*Selection*.
----

The SAC contains three counts. Count I is a claim under the NJCFA. Count II is
a claim under the common law of liquidated damages. Count III is a claim for unjust
enrichment. Underlying all three counts is an allegation that Nestlé’s late fees constituted
unenforceable penalties under New Jersey law.
Count I (NJCFA)
Count I is an NJCFA claim alleging an unconscionable commercial practice.
Nestlé moves to dismiss Count I. For purposes of the instant motion, the Court will
consider only two of Nestlé’s arguments: (1) that Ciser’s NJCFA claim is implausible;
and (2) that Ciser has failed to allege an unconscionable commercial practice. The Court
agrees with both arguments.
Under New Jersey law, “[a] term fixing unreasonably large liquidated damages is
unenforceable on grounds of public policy as a penalty.” Ciser, 2013 WL 396139, at *3
(quoting MetLife Capital Fin. Corp. v. Washington Ave. Assocs. L.P., 159 N.J. 484, 494
(1999)). Late fees are liquidated damages. Metlife, 159 N.J. at 505. Courts assess the
reasonableness of late fees by considering “[the] intention of the parties, the actual
damages sustained, and the bargaining power of the parties,” as well as “common
practice in a competitive industry.” Id. at 495, 497. Courts also consider whether
liquidated damages protect against harm that is “incapable or very difficult of accurate
estimate.” Wasserman's Inc. v. Township of Middletown, 137 N.J. 238, 250 (1994)
(internal quotation and citation omitted). “[T]he greater the difficulty of estimating or
proving damages, the more likely the [liquidated] damages will appear reasonable.” Id.
(internal quotation and citation omitted).
In deciding whether the SAC plausibly alleges unreasonableness, and therefore
unenforceability, the Court looks to the persuasive analysis set forth in Reed v. Zipcar,
Inc. (“Zipcar”), 883 F. Supp. 2d 329 (D. Mass. 2012), another late fee case decided at the
motion to dismiss stage. In Zipcar, the defendant charged late fees starting at $50. Id. at
332. Competitors charged $25 or less. Reed v. Zipcar (“Zipcar II”), --- Fed. App’x ----,
2013 WL 3744090, at *1 (1st Cir. July 17, 2013). Like Ciser in the instant case, the
plaintiff in Zipcar filed a state consumer fraud act claim, arguing that she paid late fees
that were “‘grossly disproportionate’ to the expected harm caused by late returns.”
Zipcar, 883 F. Supp. 2d at 335.

----

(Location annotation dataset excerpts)
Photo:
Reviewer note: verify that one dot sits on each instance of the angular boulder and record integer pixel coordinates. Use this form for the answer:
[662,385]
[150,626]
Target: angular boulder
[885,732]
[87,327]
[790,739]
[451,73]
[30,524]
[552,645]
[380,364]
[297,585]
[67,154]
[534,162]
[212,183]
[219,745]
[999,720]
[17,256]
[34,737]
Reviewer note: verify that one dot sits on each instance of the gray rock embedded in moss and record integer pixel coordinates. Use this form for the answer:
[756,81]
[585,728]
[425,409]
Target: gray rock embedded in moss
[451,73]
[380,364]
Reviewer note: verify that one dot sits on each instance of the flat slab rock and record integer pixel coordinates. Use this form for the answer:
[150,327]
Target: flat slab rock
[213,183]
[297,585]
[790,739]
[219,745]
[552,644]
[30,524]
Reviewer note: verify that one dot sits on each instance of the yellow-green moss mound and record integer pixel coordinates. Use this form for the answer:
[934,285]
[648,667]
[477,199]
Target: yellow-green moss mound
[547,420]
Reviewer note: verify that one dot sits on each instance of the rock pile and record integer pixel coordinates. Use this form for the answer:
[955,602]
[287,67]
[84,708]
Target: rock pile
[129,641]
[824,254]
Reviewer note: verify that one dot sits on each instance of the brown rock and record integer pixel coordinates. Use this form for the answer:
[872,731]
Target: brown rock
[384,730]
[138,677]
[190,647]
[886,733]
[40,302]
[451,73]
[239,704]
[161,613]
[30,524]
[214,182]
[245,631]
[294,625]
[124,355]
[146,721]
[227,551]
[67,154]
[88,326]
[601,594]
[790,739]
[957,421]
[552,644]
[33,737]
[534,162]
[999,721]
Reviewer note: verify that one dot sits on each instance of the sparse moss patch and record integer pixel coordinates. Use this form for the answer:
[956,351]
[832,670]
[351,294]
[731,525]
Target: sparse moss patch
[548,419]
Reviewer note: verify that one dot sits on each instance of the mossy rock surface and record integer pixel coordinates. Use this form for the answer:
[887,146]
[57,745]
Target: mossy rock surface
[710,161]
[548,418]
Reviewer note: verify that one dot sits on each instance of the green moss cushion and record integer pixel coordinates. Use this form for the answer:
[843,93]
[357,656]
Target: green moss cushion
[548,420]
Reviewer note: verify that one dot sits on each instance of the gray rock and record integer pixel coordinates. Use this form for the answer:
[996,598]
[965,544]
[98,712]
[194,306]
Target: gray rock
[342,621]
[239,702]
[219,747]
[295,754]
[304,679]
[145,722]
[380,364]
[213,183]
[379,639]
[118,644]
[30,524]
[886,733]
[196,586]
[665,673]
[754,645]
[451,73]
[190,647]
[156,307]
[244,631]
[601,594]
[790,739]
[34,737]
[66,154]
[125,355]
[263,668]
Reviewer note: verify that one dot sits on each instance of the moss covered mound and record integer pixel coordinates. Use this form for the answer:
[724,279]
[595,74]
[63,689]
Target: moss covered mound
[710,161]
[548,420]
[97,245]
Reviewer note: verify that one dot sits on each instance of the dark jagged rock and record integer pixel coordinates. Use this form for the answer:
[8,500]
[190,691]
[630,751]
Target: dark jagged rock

----

*Task instructions*.
[1] List every factor that the opinion excerpt says courts consider when assessing the reasonableness of late fees or liquidated damages.
[2] Echo the passage of the opinion excerpt between "Count I (NJCFA)" and "with both arguments.", inclusive.

*Solutions*.
[1]
- The intention of the parties
- The actual damages sustained
- The bargaining power of the parties
- Common practice in a competitive industry
- Whether the liquidated damages protect against harm that is "incapable or very difficult of accurate estimate"

[2]
Count I (NJCFA)
Count I is an NJCFA claim alleging an unconscionable commercial practice.
Nestlé moves to dismiss Count I. For purposes of the instant motion, the Court will
consider only two of Nestlé’s arguments: (1) that Ciser’s NJCFA claim is implausible;
and (2) that Ciser has failed to allege an unconscionable commercial practice. The Court
agrees with both arguments.